WHAT TO DO: Reproduce the entire text on incontinence in dogs word for word.

PROVIDED TEXT:
-- Opening Marker --
Latest Movie :

Common Causes of Incontinence in Dogs

Incontinence can be incredibly frustrating for both dog and owner alike. Owners may mistakenly believe their dog is simply ignoring house rules or has forgotten his or her housetraining. And dogs may have to cope with waking up covered in urine to face an angry owner. Dog incontinence is not a voluntary problem; your dog has not suddenly regressed. Instead, this is a serious medical problem that requires a consultation with a qualified veterinarian. Here are the most common causes of canine incontinence:

Senility and Cognitive Dysfunction

Just like people, dogs' brain functioning can deteriorate with age. With this deterioration can come a loss of housetraining and bladder control skills. If your dog is suddenly having difficulty following house rules or has forgotten basic commands he's always known, he may be suffering from senility. While in most cases senility must be managed instead of cured, some dog trainers have had success re-teaching senile dogs skills they once knew well. Talk to your vet about medical and training options for your dog.

Bladder Infections

Bladder infections are especially common in unspayed female dogs, but any dog can get one. These infections cause an overwhelming and uncontrollable urge to urinate and are especially likely to lead to a dog peeing in her sleep. If your dog is suddenly struggling with incontinence, it may be a bladder infection.

Spay Incontinence

In some cases, spaying a female dog can cause minor damage to her urethra, leading to a condition called spay incontinence. This condition may occur right after spaying or years later, but is normally very treatable. 


Some breeds of dog are more susceptible to incontinence throughout the course of their lives, but particularly as they age. The precise reason for this is unknown but could range from minor anatomical differences to minor differences in brain wiring. Labs, Collies, and Miniature Poodles are especially susceptible to incontinence.
-- Closing Marker --
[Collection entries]
-- Opening Marker --
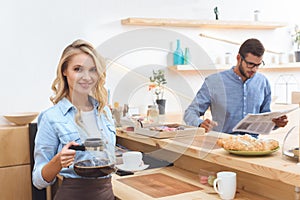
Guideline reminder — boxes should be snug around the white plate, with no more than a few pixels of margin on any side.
[116,164,150,172]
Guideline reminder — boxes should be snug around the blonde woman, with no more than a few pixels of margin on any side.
[32,40,116,200]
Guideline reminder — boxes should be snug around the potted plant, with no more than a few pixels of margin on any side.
[149,69,167,114]
[293,25,300,62]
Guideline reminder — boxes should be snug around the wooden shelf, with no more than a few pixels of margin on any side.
[121,18,287,29]
[168,62,300,72]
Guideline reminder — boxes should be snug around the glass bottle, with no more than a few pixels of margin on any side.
[184,47,191,65]
[173,40,184,65]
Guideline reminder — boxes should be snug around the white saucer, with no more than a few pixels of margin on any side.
[116,164,150,172]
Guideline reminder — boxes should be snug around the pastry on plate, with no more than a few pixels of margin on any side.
[217,135,279,151]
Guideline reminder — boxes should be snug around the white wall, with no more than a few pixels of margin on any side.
[0,0,300,123]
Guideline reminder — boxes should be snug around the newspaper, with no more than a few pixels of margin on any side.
[232,108,298,134]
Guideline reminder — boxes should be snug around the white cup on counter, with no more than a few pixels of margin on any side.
[122,151,144,169]
[214,171,236,200]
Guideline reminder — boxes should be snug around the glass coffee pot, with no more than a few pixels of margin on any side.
[70,138,116,177]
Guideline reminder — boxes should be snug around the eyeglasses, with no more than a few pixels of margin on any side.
[241,55,265,69]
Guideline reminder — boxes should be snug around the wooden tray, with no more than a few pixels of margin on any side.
[134,124,205,138]
[117,173,203,198]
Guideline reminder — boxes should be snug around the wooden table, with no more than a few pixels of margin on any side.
[113,167,269,200]
[116,129,300,199]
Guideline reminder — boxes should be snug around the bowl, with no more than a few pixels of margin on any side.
[74,160,116,178]
[3,112,39,125]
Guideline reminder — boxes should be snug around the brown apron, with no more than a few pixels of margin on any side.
[54,178,115,200]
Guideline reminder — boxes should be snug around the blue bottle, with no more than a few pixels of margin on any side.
[173,40,184,65]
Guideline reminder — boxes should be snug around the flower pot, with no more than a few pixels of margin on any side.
[156,99,167,115]
[295,50,300,62]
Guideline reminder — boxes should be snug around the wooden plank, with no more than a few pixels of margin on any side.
[119,173,202,198]
[112,167,270,200]
[134,124,205,139]
[174,155,295,199]
[116,128,300,187]
[121,18,286,29]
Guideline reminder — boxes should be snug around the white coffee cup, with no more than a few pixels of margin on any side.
[214,171,236,200]
[122,151,144,169]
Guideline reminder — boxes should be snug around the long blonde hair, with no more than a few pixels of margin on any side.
[50,39,107,113]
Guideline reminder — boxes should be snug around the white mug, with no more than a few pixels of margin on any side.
[122,151,144,169]
[214,171,236,200]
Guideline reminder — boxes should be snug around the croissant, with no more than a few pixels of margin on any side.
[217,135,279,151]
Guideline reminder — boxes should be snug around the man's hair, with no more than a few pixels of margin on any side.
[239,38,265,57]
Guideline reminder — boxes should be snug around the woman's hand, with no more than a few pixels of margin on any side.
[42,141,79,183]
[272,115,289,127]
[59,141,79,167]
[200,119,218,133]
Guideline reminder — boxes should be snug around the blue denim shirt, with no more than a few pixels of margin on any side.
[32,97,116,189]
[184,67,271,133]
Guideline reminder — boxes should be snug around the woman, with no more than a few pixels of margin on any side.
[32,40,116,200]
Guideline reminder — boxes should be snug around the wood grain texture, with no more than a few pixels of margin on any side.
[118,173,202,198]
[112,167,270,200]
[121,18,286,29]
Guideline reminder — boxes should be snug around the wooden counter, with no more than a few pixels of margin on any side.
[116,129,300,199]
[113,167,268,200]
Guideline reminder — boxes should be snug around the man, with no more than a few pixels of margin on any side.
[184,39,288,137]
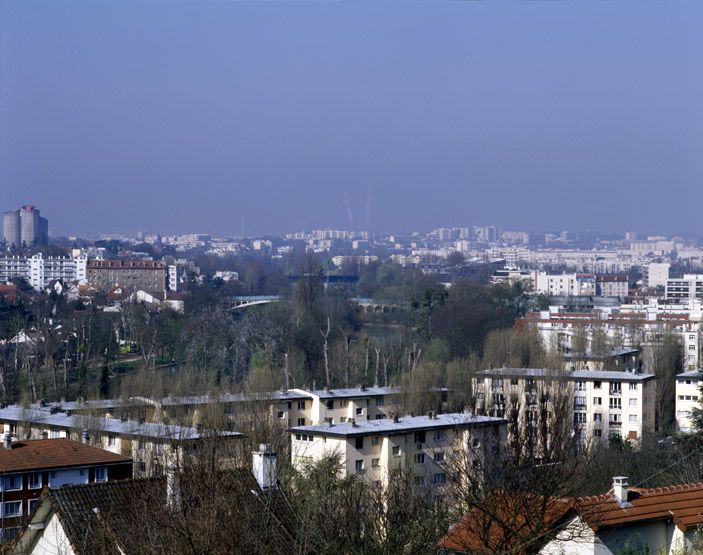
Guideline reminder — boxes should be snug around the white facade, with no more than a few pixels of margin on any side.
[473,368,656,446]
[646,262,671,287]
[676,370,701,432]
[290,414,505,486]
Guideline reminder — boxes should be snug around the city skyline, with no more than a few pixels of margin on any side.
[0,2,703,235]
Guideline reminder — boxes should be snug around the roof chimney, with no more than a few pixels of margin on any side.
[251,443,278,491]
[166,460,181,511]
[613,476,627,504]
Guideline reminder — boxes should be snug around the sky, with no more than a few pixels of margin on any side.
[0,0,703,236]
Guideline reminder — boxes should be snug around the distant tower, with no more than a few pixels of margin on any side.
[2,210,22,247]
[20,204,49,247]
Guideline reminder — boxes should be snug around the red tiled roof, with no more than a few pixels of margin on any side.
[578,483,703,532]
[0,438,132,474]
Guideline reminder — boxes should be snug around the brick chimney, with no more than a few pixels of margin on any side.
[613,476,627,503]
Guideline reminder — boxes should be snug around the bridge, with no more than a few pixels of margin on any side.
[349,297,410,314]
[230,295,281,310]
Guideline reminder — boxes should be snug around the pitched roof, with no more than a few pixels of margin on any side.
[578,483,703,532]
[12,469,299,555]
[0,438,132,474]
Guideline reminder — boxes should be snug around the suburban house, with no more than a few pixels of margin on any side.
[473,368,656,446]
[7,445,300,555]
[439,476,703,555]
[290,413,505,485]
[0,434,132,540]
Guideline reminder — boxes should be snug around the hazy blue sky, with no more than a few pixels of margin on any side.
[0,0,703,234]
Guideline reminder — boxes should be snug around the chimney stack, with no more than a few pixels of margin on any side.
[166,460,181,511]
[613,476,627,503]
[251,443,278,491]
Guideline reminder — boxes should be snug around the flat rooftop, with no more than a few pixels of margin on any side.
[290,413,505,437]
[476,368,656,382]
[0,405,243,440]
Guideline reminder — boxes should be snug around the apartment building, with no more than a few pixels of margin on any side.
[473,368,656,446]
[596,274,629,299]
[87,260,168,292]
[0,253,88,291]
[0,433,132,541]
[535,272,596,297]
[666,274,703,302]
[0,405,242,478]
[676,369,702,432]
[290,413,506,486]
[520,299,703,370]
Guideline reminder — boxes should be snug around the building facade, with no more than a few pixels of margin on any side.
[473,368,656,447]
[290,413,506,486]
[0,434,132,540]
[87,260,168,292]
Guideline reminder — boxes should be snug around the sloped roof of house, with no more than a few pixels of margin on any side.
[10,469,299,555]
[578,483,703,532]
[439,492,574,555]
[0,438,132,474]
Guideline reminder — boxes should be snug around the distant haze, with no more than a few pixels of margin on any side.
[0,0,703,234]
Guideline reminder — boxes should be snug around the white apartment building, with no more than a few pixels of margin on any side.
[0,253,88,291]
[524,299,703,370]
[676,369,702,432]
[535,272,596,297]
[645,262,671,287]
[0,405,242,478]
[666,274,703,302]
[290,413,506,486]
[473,368,656,445]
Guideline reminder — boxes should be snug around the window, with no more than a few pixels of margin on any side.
[29,472,43,489]
[2,501,22,518]
[2,474,22,491]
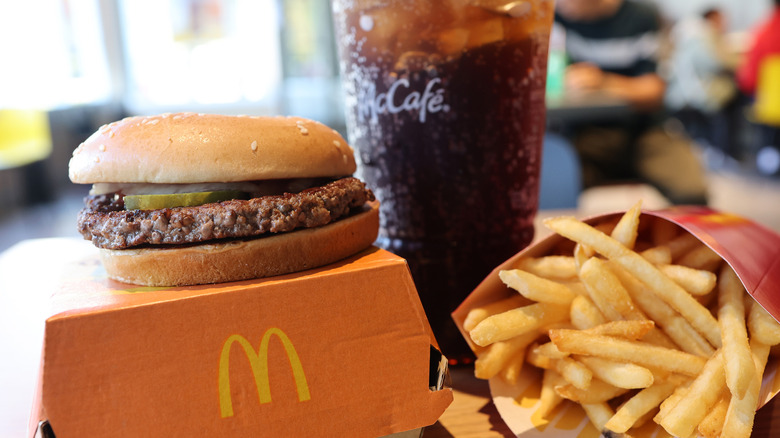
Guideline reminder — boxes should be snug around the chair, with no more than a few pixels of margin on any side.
[539,133,582,210]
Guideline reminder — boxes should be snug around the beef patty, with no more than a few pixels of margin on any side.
[78,177,374,249]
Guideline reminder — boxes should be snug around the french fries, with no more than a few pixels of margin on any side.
[464,205,780,438]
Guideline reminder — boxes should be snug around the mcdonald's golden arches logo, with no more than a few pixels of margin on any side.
[218,327,311,418]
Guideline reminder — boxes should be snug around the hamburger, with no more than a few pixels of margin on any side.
[69,113,379,286]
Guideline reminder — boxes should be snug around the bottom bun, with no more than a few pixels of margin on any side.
[100,202,379,286]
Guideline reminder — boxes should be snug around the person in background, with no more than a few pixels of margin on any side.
[737,0,780,96]
[737,0,780,176]
[666,7,742,158]
[555,0,706,204]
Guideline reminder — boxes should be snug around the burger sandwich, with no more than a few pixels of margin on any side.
[69,113,379,286]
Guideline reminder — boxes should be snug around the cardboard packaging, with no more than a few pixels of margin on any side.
[30,248,452,438]
[452,207,780,438]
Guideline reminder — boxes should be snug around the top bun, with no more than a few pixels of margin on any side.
[69,113,355,184]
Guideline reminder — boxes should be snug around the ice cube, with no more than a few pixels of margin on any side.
[436,27,469,56]
[466,18,504,49]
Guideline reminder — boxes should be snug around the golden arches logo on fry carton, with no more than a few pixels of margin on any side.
[218,327,311,418]
[452,204,780,438]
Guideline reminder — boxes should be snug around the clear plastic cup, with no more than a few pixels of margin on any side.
[333,0,553,359]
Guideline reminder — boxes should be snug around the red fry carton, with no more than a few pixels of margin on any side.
[452,206,780,438]
[30,248,452,438]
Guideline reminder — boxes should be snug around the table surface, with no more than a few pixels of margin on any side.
[0,239,780,438]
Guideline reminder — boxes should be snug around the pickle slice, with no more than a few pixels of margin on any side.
[125,190,244,210]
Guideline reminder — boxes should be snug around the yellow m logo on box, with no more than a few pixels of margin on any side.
[218,327,311,418]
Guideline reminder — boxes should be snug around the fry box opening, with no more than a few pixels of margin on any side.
[452,205,780,437]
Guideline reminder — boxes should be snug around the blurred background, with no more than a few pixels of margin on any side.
[0,0,780,250]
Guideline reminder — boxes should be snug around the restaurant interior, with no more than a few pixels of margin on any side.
[0,0,780,436]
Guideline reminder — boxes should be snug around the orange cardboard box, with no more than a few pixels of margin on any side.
[30,248,452,438]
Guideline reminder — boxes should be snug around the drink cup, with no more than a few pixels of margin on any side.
[333,0,553,360]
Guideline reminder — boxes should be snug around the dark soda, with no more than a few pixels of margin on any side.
[334,1,552,360]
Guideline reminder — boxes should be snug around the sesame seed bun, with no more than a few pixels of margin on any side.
[69,113,379,286]
[69,113,355,184]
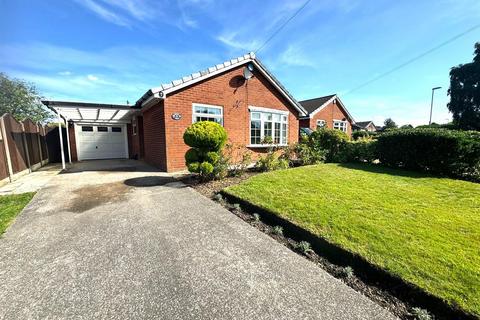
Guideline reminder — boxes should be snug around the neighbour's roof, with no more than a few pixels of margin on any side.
[135,52,307,115]
[300,94,355,124]
[355,121,373,128]
[300,94,336,113]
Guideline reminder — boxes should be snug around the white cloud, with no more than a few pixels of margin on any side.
[0,43,221,103]
[77,0,130,27]
[216,32,260,51]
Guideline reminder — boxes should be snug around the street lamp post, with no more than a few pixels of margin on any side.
[428,87,442,125]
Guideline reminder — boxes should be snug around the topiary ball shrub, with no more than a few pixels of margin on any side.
[183,121,227,151]
[183,121,228,180]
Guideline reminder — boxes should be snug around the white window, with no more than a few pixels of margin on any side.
[333,120,347,132]
[317,120,327,129]
[193,103,223,126]
[249,107,288,146]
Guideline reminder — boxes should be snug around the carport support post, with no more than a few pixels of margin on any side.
[65,119,72,163]
[57,111,65,170]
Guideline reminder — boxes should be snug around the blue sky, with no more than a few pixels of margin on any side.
[0,0,480,125]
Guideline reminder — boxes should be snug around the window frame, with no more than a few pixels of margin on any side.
[317,119,327,129]
[333,119,348,133]
[192,103,224,126]
[247,106,289,148]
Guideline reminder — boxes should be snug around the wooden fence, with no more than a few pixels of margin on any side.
[0,113,48,184]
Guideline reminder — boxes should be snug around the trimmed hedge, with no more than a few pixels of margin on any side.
[376,128,480,179]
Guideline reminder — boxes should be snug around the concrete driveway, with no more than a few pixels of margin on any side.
[0,161,394,319]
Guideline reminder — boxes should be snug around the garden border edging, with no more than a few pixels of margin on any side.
[220,190,477,319]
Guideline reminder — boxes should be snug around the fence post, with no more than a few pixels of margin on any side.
[0,117,13,182]
[36,123,43,167]
[21,121,32,172]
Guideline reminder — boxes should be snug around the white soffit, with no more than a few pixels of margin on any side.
[52,106,135,123]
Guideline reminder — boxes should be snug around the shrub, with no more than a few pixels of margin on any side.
[412,307,433,320]
[340,266,354,278]
[255,152,289,172]
[198,161,213,176]
[286,139,326,166]
[183,121,228,180]
[308,128,348,162]
[352,131,369,140]
[222,143,252,177]
[342,140,378,163]
[376,128,480,179]
[272,226,283,236]
[295,241,313,254]
[255,142,290,172]
[183,121,227,151]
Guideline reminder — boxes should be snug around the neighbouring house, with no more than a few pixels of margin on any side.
[352,121,378,132]
[43,53,308,172]
[300,94,355,136]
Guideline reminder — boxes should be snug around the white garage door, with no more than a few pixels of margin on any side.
[75,124,128,160]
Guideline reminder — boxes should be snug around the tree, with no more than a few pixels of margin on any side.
[0,73,51,122]
[383,118,398,130]
[447,42,480,130]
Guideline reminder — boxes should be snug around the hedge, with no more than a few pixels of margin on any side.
[375,128,480,179]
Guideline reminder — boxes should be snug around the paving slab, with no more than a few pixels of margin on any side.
[0,161,396,319]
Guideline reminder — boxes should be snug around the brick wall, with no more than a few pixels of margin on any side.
[300,102,352,136]
[143,66,299,172]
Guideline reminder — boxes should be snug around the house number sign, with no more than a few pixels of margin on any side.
[172,113,182,120]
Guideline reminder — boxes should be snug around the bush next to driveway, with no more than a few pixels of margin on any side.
[225,164,480,316]
[183,121,227,179]
[0,192,35,235]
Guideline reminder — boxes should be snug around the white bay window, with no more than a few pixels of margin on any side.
[192,103,223,126]
[333,120,347,132]
[249,107,288,146]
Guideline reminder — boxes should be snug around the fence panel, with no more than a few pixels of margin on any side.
[0,132,8,181]
[23,119,41,167]
[0,114,48,182]
[4,114,28,174]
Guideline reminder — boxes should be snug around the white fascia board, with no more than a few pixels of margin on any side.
[308,95,337,118]
[142,54,307,116]
[335,95,355,124]
[253,60,307,116]
[157,58,255,99]
[248,106,289,115]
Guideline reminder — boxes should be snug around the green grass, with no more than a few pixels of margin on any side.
[225,164,480,316]
[0,192,35,235]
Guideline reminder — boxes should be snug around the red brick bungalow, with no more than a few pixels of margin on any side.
[300,94,355,136]
[44,53,307,172]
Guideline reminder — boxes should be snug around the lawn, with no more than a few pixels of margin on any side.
[0,192,35,235]
[225,164,480,316]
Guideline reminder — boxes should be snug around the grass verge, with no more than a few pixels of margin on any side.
[0,192,35,235]
[225,164,480,316]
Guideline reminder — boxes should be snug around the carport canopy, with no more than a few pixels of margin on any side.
[42,100,137,169]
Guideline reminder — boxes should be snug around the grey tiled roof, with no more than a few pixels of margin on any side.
[136,52,307,114]
[300,94,335,114]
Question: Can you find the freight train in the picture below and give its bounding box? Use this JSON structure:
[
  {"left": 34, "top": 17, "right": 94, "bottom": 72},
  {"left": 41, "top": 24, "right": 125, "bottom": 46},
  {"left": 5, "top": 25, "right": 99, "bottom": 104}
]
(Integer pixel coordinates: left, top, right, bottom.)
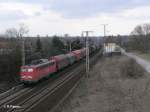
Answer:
[{"left": 20, "top": 48, "right": 95, "bottom": 84}]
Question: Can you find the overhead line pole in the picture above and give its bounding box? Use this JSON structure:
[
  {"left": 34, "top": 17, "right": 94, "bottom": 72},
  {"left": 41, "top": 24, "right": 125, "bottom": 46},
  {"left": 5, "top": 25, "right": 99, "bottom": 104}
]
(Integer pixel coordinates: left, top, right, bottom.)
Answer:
[
  {"left": 101, "top": 24, "right": 108, "bottom": 37},
  {"left": 82, "top": 31, "right": 93, "bottom": 78}
]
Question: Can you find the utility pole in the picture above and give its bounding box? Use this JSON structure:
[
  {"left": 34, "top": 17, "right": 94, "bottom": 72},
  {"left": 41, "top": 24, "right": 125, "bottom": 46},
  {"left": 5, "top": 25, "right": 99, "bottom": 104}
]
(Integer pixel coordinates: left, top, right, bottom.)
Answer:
[
  {"left": 64, "top": 34, "right": 72, "bottom": 52},
  {"left": 82, "top": 31, "right": 93, "bottom": 78},
  {"left": 101, "top": 24, "right": 108, "bottom": 37},
  {"left": 21, "top": 37, "right": 25, "bottom": 66}
]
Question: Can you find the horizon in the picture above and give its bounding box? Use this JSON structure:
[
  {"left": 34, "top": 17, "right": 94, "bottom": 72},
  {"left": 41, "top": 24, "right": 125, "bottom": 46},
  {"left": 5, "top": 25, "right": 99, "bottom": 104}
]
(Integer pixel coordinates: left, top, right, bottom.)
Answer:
[{"left": 0, "top": 0, "right": 150, "bottom": 36}]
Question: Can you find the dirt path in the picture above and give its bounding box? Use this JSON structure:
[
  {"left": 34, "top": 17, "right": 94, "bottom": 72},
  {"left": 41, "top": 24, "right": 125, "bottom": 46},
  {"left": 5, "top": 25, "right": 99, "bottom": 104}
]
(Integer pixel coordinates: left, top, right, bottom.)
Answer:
[
  {"left": 123, "top": 51, "right": 150, "bottom": 73},
  {"left": 57, "top": 56, "right": 150, "bottom": 112}
]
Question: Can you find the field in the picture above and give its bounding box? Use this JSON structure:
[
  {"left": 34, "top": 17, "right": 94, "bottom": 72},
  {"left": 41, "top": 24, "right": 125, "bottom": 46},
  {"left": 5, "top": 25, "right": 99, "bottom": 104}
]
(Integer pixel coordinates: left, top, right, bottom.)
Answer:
[
  {"left": 136, "top": 53, "right": 150, "bottom": 61},
  {"left": 56, "top": 56, "right": 150, "bottom": 112}
]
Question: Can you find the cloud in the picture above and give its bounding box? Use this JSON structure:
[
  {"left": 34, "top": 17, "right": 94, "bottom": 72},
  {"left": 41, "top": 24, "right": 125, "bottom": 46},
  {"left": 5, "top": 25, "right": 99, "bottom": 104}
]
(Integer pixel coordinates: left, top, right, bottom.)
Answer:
-- Closing Marker --
RESPONSE BELOW:
Latest Movie :

Common Causes of Incontinence in Dogs

Incontinence can be incredibly frustrating for both dog and owner alike. Owners may mistakenly believe their dog is simply ignoring house rules or has forgotten his or her housetraining. And dogs may have to cope with waking up covered in urine to face an angry owner. Dog incontinence is not a voluntary problem; your dog has not suddenly regressed. Instead, this is a serious medical problem that requires a consultation with a qualified veterinarian. Here are the most common causes of canine incontinence:

Senility and Cognitive Dysfunction

Just like people, dogs' brain functioning can deteriorate with age. With this deterioration can come a loss of housetraining and bladder control skills. If your dog is suddenly having difficulty following house rules or has forgotten basic commands he's always known, he may be suffering from senility. While in most cases senility must be managed instead of cured, some dog trainers have had success re-teaching senile dogs skills they once knew well. Talk to your vet about medical and training options for your dog.

Bladder Infections

Bladder infections are especially common in unspayed female dogs, but any dog can get one. These infections cause an overwhelming and uncontrollable urge to urinate and are especially likely to lead to a dog peeing in her sleep. If your dog is suddenly struggling with incontinence, it may be a bladder infection.

Spay Incontinence

In some cases, spaying a female dog can cause minor damage to her urethra, leading to a condition called spay incontinence. This condition may occur right after spaying or years later, but is normally very treatable. 


Some breeds of dog are more susceptible to incontinence throughout the course of their lives, but particularly as they age. The precise reason for this is unknown but could range from minor anatomical differences to minor differences in brain wiring. Labs, Collies, and Miniature Poodles are especially susceptible to incontinence.